Data records.

───

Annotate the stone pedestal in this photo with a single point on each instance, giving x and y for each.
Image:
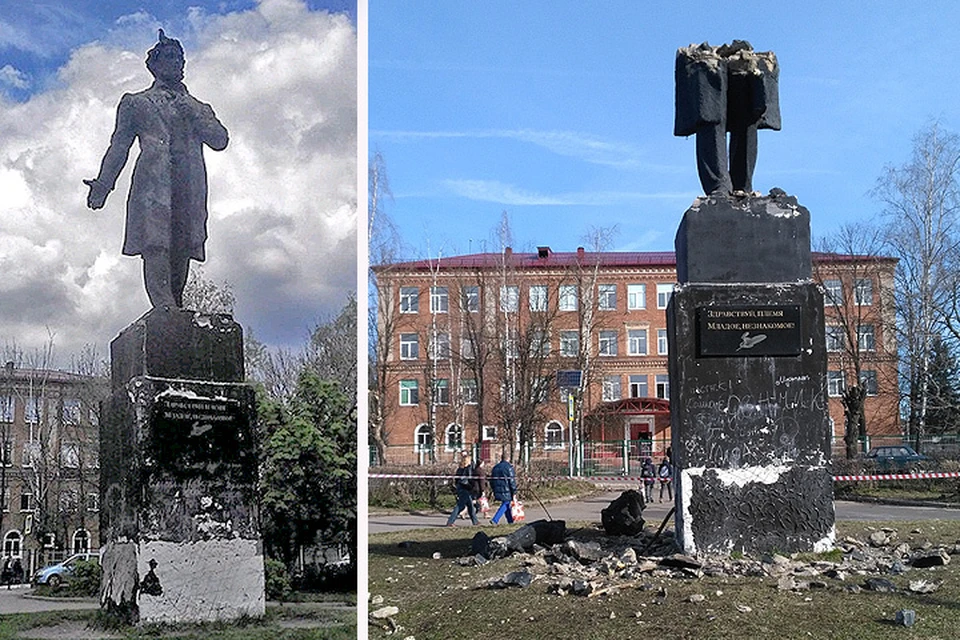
(178, 473)
(748, 401)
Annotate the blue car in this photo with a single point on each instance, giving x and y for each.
(56, 574)
(897, 458)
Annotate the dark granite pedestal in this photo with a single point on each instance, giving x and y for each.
(748, 401)
(178, 472)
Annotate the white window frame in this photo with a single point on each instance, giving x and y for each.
(568, 298)
(569, 339)
(664, 293)
(662, 386)
(607, 297)
(835, 384)
(553, 433)
(538, 298)
(439, 299)
(470, 298)
(636, 342)
(607, 343)
(409, 299)
(863, 292)
(611, 389)
(469, 392)
(636, 297)
(405, 398)
(409, 346)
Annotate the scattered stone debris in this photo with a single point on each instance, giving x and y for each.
(591, 568)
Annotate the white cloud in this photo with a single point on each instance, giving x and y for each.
(282, 195)
(13, 77)
(495, 191)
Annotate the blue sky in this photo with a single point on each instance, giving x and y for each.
(561, 113)
(282, 77)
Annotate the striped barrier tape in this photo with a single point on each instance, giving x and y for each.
(855, 478)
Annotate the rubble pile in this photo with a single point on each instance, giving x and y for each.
(593, 567)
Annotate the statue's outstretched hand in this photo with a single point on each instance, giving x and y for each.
(98, 194)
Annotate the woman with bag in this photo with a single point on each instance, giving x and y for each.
(464, 485)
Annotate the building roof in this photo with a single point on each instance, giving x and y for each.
(544, 258)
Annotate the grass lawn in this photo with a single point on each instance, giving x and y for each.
(291, 621)
(439, 599)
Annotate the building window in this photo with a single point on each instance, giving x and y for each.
(568, 297)
(441, 391)
(835, 384)
(409, 300)
(636, 342)
(509, 298)
(608, 342)
(71, 411)
(539, 343)
(467, 349)
(440, 347)
(569, 344)
(81, 541)
(70, 455)
(470, 298)
(409, 346)
(636, 296)
(863, 291)
(553, 436)
(424, 438)
(32, 410)
(638, 387)
(663, 386)
(439, 300)
(607, 297)
(611, 388)
(538, 297)
(409, 393)
(664, 291)
(12, 544)
(868, 380)
(468, 391)
(834, 337)
(865, 338)
(832, 292)
(453, 438)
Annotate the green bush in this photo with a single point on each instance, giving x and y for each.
(85, 581)
(278, 585)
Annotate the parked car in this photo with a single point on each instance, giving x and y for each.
(56, 574)
(897, 458)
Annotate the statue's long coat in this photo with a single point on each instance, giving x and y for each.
(701, 96)
(167, 204)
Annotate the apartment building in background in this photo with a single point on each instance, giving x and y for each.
(50, 471)
(472, 345)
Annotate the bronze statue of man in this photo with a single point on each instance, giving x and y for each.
(167, 205)
(730, 88)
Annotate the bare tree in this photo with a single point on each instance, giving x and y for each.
(857, 295)
(921, 202)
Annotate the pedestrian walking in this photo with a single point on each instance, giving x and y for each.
(665, 472)
(648, 473)
(503, 483)
(464, 486)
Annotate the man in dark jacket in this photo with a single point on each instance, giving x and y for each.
(503, 483)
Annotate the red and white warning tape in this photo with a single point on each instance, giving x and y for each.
(857, 478)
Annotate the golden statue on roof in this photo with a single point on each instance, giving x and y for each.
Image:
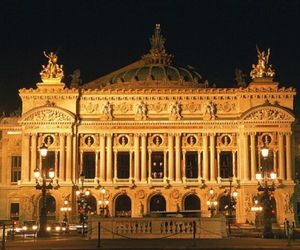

───

Write out all the items again, switching "in this photo" to "in this picture" and keeping everything else the same. Leave the pictures out of your answer.

SOLVED PROBLEM.
Annotate the stone pedestal in this picture with a single point on each instance, giving x and y for each.
Image:
(178, 473)
(748, 401)
Annotate the blue car in this picture with a single point on each instance, giving x and y for each.
(56, 574)
(897, 458)
Annotate the dark granite pedestal in this picture with a single point on each instance, giving x and y for each.
(748, 401)
(178, 472)
Annotate the white window frame in this picture with a single point on each instance, giving x and y for each.
(568, 298)
(569, 339)
(664, 293)
(662, 386)
(607, 297)
(835, 384)
(553, 433)
(538, 298)
(439, 299)
(470, 298)
(636, 342)
(607, 343)
(409, 299)
(863, 292)
(611, 389)
(469, 392)
(636, 297)
(405, 398)
(409, 346)
Annotate the scattered stone debris in this picture with a single point on each instance, giving x and y for each.
(591, 568)
Annotate the white cloud in this picture with a single point on each instance, giving x and y for each.
(282, 195)
(13, 77)
(495, 191)
Annotate the blue sky in this picture with a single point on each instance, giving x and y for each.
(561, 113)
(282, 77)
Annotate the striped barrier tape in this picture with a single point on each instance, giving x and y for each.
(855, 478)
Annotate the rubble pile in this picture with a single point on each instance, giving x and y for each.
(593, 567)
Annotate the statue's outstretched hand in this picture with a single point on each instance, giving x and y for each.
(98, 194)
Annotate the woman with bag in this picture with a single point on each instance, giving x and y for each.
(464, 485)
Annotate the building roof in this picture with a single point on each instance, giving x and y for each.
(544, 258)
Annotate the grass lawn in this picture with a single point on each instance, giving x and y for each.
(291, 621)
(439, 599)
Annotate the building window in this picture with a single point on each instance, giving x and y for each.
(568, 297)
(441, 391)
(835, 384)
(409, 300)
(636, 342)
(509, 298)
(608, 342)
(71, 411)
(539, 343)
(467, 349)
(440, 347)
(569, 344)
(81, 541)
(70, 455)
(470, 298)
(409, 346)
(636, 296)
(863, 291)
(553, 436)
(424, 438)
(32, 410)
(638, 387)
(663, 386)
(439, 300)
(607, 297)
(611, 388)
(538, 297)
(409, 393)
(664, 291)
(12, 544)
(868, 380)
(468, 391)
(834, 337)
(865, 338)
(832, 292)
(453, 438)
Annotate the green bush in this picture with a single point on each instance, giving x and y for each.
(85, 581)
(278, 585)
Annotate the parked car in this picture with a single point on each instance, giving x and y for each.
(56, 574)
(897, 458)
Annotate the statue's long coat in this picture with a single point on each instance, giving x and y for each.
(701, 96)
(167, 204)
Annotate the apartment building in background in this picture with a single point on each instance, giving x and y for each.
(50, 471)
(472, 345)
Annotate the bronze statue of man in this picture with a single point on each instance, giving x and y for each.
(167, 205)
(730, 88)
Annotate the bare tree in this picture with a single point on each instance, giving x and y for each.
(857, 295)
(921, 202)
Annotate the pedestrian walking in this picture with a single point on each instance, giving x and y for each.
(665, 472)
(648, 473)
(503, 483)
(464, 486)
Annotate the man in dark jacket in this picture with a single point on each instance, giving x and y for each.
(503, 483)
Annotate the red and white warning tape in this picture with a single point on each instance, giving x and y for each.
(857, 478)
Annotate the golden statue on roof in this picture with a single point on each instance, giving x and y for each.
Image:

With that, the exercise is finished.